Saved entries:
===============
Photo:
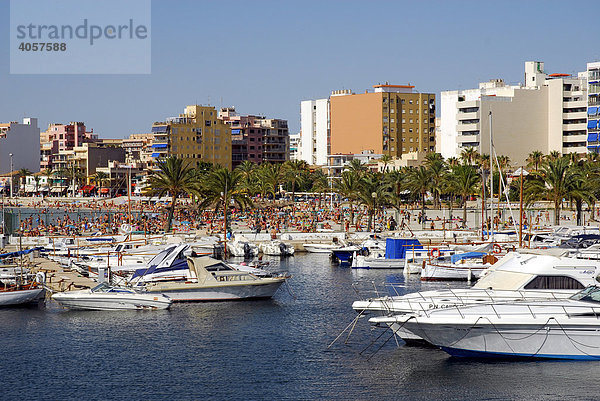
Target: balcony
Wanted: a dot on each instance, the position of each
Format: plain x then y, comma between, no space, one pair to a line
468,116
575,127
467,138
574,104
575,115
574,138
467,127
===============
Requirement: Retype the records exactly, but skip the pictures.

Solution to the problem:
Photo:
Target: balcony
Wanted: a dot on each instance, the position of each
Format: plain x then y, comma between, no space, one pair to a line
468,116
575,127
467,138
574,104
575,115
574,138
467,127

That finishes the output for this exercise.